* Task statement
Can you rewrite every record with "clicks" changed to "points" and nothing else altered?

──────── Input ────────

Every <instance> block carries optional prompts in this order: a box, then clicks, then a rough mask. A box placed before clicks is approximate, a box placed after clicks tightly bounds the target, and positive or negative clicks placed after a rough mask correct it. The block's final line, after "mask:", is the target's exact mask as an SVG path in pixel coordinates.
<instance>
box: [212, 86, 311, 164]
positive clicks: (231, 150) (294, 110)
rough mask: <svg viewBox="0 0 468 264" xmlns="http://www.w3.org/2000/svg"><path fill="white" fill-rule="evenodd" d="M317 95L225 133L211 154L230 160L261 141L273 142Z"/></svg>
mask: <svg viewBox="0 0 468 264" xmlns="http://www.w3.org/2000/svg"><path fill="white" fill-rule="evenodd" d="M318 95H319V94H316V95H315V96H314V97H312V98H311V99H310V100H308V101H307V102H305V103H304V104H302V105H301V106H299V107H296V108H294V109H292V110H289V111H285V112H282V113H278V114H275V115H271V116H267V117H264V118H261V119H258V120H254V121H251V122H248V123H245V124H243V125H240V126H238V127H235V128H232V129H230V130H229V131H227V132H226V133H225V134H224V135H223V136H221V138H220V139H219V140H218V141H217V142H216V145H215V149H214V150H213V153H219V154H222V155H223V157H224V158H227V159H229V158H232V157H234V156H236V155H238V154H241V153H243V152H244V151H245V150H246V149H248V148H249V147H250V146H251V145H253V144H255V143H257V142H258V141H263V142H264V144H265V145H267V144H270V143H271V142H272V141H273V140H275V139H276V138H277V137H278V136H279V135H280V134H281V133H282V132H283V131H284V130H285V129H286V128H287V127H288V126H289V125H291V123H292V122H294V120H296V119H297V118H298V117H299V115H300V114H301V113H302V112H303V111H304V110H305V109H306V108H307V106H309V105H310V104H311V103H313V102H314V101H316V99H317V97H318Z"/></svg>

────────

* Response for this exercise
Every <instance> block carries optional prompts in this order: a box, then points, then a rough mask. A box placed before points is approximate, a box placed after points tightly bounds the target, and positive or negative points placed after a rough mask correct it. The block's final line, after "mask:", is the target's exact mask as an SVG path in pixel coordinates.
<instance>
box: [212, 86, 311, 164]
positive points: (231, 150) (294, 110)
rough mask: <svg viewBox="0 0 468 264" xmlns="http://www.w3.org/2000/svg"><path fill="white" fill-rule="evenodd" d="M317 95L225 133L211 154L230 160L261 141L273 142Z"/></svg>
mask: <svg viewBox="0 0 468 264" xmlns="http://www.w3.org/2000/svg"><path fill="white" fill-rule="evenodd" d="M318 95H319V94H316V95H315V96H314V97H312V98H311V99H310V100H308V101H307V102H305V103H304V104H302V105H301V106H299V107H296V108H294V109H292V110H289V111H285V112H282V113H278V114H275V115H271V116H267V117H264V118H261V119H258V120H254V121H251V122H248V123H245V124H243V125H240V126H238V127H235V128H232V129H230V130H229V131H227V132H226V133H225V134H224V135H223V136H221V138H220V139H219V140H218V141H217V142H216V145H215V149H214V150H213V153H219V154H222V155H223V157H224V158H227V159H229V158H232V157H234V156H236V155H238V154H241V153H243V152H244V151H245V150H246V149H248V148H249V147H250V146H251V145H253V144H255V143H257V142H258V141H263V142H264V144H265V145H267V144H270V143H271V142H272V141H273V140H275V139H276V138H277V137H278V136H279V135H280V134H281V133H282V132H283V131H284V130H285V129H286V128H287V127H288V126H289V125H291V123H292V122H294V120H296V119H297V118H298V117H299V115H300V114H301V113H302V112H303V111H304V110H305V109H306V108H307V106H309V105H310V104H311V103H313V102H314V101H316V99H317V97H318Z"/></svg>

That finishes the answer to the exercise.